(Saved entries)
= = =

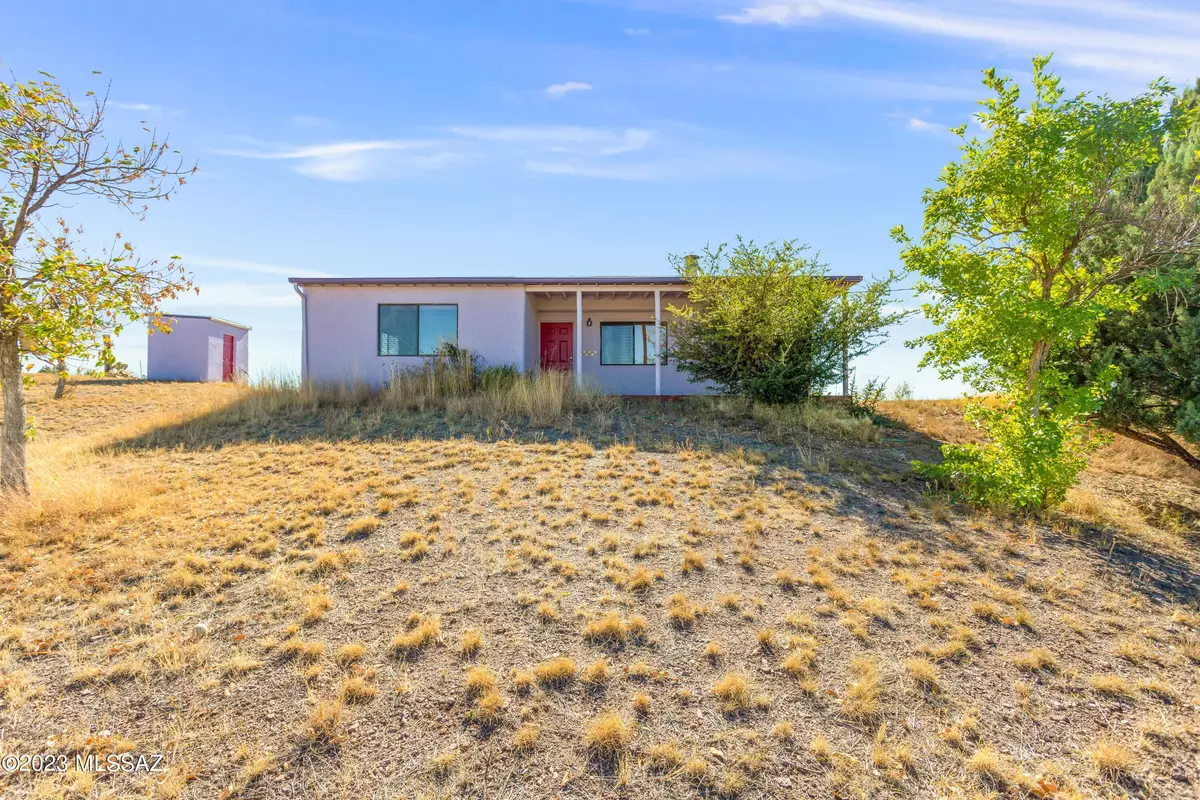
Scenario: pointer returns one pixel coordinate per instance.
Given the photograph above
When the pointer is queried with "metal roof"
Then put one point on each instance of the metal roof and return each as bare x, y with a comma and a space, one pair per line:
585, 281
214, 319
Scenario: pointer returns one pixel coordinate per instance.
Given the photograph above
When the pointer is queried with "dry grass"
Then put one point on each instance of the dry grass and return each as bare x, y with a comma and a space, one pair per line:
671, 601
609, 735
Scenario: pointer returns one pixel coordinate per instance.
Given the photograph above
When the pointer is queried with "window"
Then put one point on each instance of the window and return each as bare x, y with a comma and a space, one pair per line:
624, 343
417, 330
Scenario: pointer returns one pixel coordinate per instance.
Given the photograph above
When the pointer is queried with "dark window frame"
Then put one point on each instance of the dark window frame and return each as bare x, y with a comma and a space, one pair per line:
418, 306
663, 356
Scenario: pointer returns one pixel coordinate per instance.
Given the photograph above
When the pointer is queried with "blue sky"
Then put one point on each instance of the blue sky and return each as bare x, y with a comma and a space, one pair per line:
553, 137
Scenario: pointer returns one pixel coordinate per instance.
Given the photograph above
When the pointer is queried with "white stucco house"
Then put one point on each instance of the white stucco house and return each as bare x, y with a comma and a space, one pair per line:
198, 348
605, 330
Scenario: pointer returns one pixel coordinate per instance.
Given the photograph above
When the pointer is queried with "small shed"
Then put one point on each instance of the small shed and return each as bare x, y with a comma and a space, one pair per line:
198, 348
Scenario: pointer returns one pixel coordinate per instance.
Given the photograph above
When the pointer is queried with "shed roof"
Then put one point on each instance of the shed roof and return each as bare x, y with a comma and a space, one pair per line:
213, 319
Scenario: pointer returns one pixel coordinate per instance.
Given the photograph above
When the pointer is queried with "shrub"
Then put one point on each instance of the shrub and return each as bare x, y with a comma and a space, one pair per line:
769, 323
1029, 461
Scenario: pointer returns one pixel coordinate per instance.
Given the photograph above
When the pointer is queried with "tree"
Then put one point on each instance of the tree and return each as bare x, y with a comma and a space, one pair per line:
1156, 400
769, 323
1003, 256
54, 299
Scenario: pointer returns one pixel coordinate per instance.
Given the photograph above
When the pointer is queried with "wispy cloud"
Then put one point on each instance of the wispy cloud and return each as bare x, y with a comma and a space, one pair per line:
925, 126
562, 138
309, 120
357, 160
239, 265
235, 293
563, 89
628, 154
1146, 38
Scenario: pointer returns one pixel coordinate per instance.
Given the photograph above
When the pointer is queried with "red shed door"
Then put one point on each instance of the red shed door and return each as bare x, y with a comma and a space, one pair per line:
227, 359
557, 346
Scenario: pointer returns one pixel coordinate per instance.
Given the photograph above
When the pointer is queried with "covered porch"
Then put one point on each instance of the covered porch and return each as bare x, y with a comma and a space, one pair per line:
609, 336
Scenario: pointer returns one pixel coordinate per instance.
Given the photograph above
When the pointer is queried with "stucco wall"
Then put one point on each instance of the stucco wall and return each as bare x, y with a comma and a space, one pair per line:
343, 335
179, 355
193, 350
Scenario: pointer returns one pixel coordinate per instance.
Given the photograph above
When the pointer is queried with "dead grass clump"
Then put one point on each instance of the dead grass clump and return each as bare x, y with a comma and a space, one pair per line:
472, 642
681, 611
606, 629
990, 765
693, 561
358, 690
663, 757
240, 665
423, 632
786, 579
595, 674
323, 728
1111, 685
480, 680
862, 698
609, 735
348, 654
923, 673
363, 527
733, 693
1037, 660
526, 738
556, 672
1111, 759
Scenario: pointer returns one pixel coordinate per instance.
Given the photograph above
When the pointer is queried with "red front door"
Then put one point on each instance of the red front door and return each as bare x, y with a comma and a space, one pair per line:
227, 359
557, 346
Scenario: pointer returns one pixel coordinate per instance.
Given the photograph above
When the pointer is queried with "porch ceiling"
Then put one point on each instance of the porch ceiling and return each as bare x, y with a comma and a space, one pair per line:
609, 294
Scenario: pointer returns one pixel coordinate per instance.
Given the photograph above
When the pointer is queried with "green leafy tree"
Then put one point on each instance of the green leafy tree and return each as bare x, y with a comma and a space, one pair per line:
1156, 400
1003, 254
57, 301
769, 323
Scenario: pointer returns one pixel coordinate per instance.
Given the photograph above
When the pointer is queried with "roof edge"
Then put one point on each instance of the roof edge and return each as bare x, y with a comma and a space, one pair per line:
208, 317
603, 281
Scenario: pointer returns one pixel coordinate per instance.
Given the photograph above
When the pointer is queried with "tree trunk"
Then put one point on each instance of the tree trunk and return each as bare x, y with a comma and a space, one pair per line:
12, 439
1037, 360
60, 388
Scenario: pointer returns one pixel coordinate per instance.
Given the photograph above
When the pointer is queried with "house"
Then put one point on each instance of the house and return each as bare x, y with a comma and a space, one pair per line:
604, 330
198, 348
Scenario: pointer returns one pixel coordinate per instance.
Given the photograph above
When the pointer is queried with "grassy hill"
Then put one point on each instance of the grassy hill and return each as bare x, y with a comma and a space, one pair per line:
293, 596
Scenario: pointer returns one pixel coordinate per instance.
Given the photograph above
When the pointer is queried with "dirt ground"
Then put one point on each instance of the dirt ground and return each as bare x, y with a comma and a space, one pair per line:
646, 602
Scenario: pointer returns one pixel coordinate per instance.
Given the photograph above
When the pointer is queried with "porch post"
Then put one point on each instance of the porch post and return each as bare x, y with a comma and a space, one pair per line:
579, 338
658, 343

= = =

* OBJECTIVE *
Copy every line of the data exactly as written, excluding the pictures.

* EXERCISE RESPONSE *
Scenario: pointer returns one pixel coordinate per instance.
Given the photograph above
When the pointer is queried with "metal roof"
Then put one point on each instance of the metal roof and return each as bare x, y with a comma and a space, one pair per line:
585, 281
214, 319
Scenario: pointer returns one pixel coordinate per instance.
Given the photograph above
When the pointer is queried with "dry grass"
Then put one point on each instance of the dry grass and return each as bare x, y with a comma and a space, one pair per line:
671, 601
609, 735
Scenario: pointer returns one pixel coordinate per instance.
Given the photograph above
When the pointer is queried with "window"
Then put one point on each instance of the window and return each as bare x, y with a comma and a space, one pair per line:
624, 343
417, 330
Scenario: pointer returns one pixel coordinate per instance.
Given the photograph above
When the pointer is queried with "dark window frame"
Then put one point on each instance of the dark window frame and return each as bare x, y with a comma and a space, one pair per line:
418, 306
663, 356
Scenario: pointer returns one pixel coordinate per instance.
Given the photograph above
When the pointer is queried with "blue sky"
Then put one point on each instance of the blue sky and return each as bare x, y with a comma and a space, one pair per line:
553, 137
Scenario: pointer returns one pixel coordinate per instance.
Given the photograph above
When the pointer is queried with "white stucco house"
Then put one point on each instance of the white stucco house and return each as bare x, y with a comma and a space, one pair per line:
198, 348
605, 330
Scenario: pointer returns one pixel coordinate per instance.
Given the photograph above
When the pointer is queried with "small shed"
Then put one point on each instance of the small shed and return each as bare x, y with a comma and a space, one pair per line:
198, 348
Scenario: pointer returns one pixel coordinate per instance.
Given the photograph above
When the pointer is queried with "shed roof"
Then put one point on each instance of the shed roof and return each as bare x, y with a comma and a space, one pair per line:
213, 319
Scenario: pointer returns one pixel coordinate per instance.
Given the photograph above
When the pointer is queried with "shrub"
Then put one point on each instance of the shrub and return each as bare x, y with a comma and a space, one pair per line:
769, 323
1029, 461
Scenario: pointer returns one pixel coordinate per instance.
Given the photograph above
When the pointer is queried with "tree"
Then put one point on each instance of the tree and return each as bare x, y with a comma and a space, one pair per line:
1156, 400
769, 323
1003, 256
54, 299
Scenario: pointer returns one pixel coordinate per instance.
Given the photograph above
When the pointer is queried with "wispy cloud"
Then put one point on each instance of the wispy cloud and return each as bare x, y with a comma and a space, one pair per line:
925, 126
562, 138
309, 120
357, 160
239, 265
235, 293
563, 89
628, 154
1146, 38
Scenario: pointer returns one pixel coordinate per instance.
Given the photograph above
When the pointer is queried with "red shed door"
Then put one point on each instance of the red shed door and return each as bare x, y with a comma and a space, one pair per line:
227, 359
557, 346
Scenario: pointer returns one pixel coordinate per instance.
Given the photograph above
When the pointer is queried with "covered porch"
Then put one point on each instance of the covered porch and return each as bare x, y with a comma and a space, one pair per line:
609, 336
Scenario: pointer returns one pixel coordinate per instance.
Given the photograph above
When the pointer is queried with "stucco wall"
Then put one point on each instance of the stucco wall and return each as bare x, y with a comma and a space, one pair per line:
343, 335
179, 355
193, 350
Scenario: pointer returns one pixel coordinate per instance.
Given the photograph above
When the pointer is queried with "dead grass clump"
Then put one point on each instance of the dead grass clump and return each as bare x, y with a comma and a space, one pair per line:
472, 642
681, 611
606, 629
990, 765
693, 561
358, 690
663, 757
240, 665
423, 632
786, 579
595, 674
323, 728
1111, 685
480, 680
862, 698
609, 735
348, 654
923, 673
363, 527
733, 693
1037, 660
526, 738
556, 672
1111, 759
Scenario: pointer returns one pixel coordinate per instance.
Given the photograph above
When the pointer is queried with "red front door"
Then put one point on each instance of the red front door and return each as bare x, y with a comma and a space, one pair per line:
227, 359
557, 346
Scenario: pointer returns one pixel coordinate per instance.
Given the photograph above
When the pointer is queried with "porch ceiling"
Then put one point on each instance of the porch ceiling and return each as bare x, y with a comma and a space, one pair per line:
609, 294
Scenario: pointer returns one pixel coordinate per instance.
Given the photograph above
When the pointer is queried with "green leafy tree"
Then put one point on each instance of the green leafy tree and return each as bare x, y with a comma and a space, one pair per line:
1156, 400
1003, 254
57, 301
769, 323
Scenario: pointer returns one pixel coordinate per instance.
Given the photograph above
When the pointer is queried with "roof edge"
Then put one point on each instance of the roof edge and return each as bare x, y with a comma and a space, one pair per line:
208, 317
603, 281
Scenario: pointer returns one pixel coordinate per instance.
Given the photograph above
When the pointer is queried with "tree trunk"
Then put one point on each instance of the tree trunk and return each as bare x, y with a comma and a space, one pair per line:
12, 439
1037, 360
60, 388
Scenario: pointer returns one pixel coordinate per instance.
Given the photograph above
When the pointer is queried with "house"
Then put one point on each instance of the house and return each as bare x, y with a comma and a space, one pair per line:
604, 330
198, 348
Scenario: pointer returns one pixel coordinate per instance.
Given the photograph above
When the pointer is queried with "grassy hill"
Then put one point on each instance of the grassy hill and return each as bare x, y with a comma and a space, one pair per line:
293, 596
Scenario: pointer returns one pixel coordinate per instance.
Given the photograph above
When the pointer is queried with "dirt ground"
Then put one point on each instance of the dirt ground and return each as bare x, y with a comma and a space, one pair per line:
646, 602
Scenario: pointer returns one pixel coordinate per instance.
Given the photograph above
When the pointer is queried with "porch post"
Then put one point on each instance of the porch post and return each as bare x, y with a comma and a space, one pair per line:
579, 338
658, 343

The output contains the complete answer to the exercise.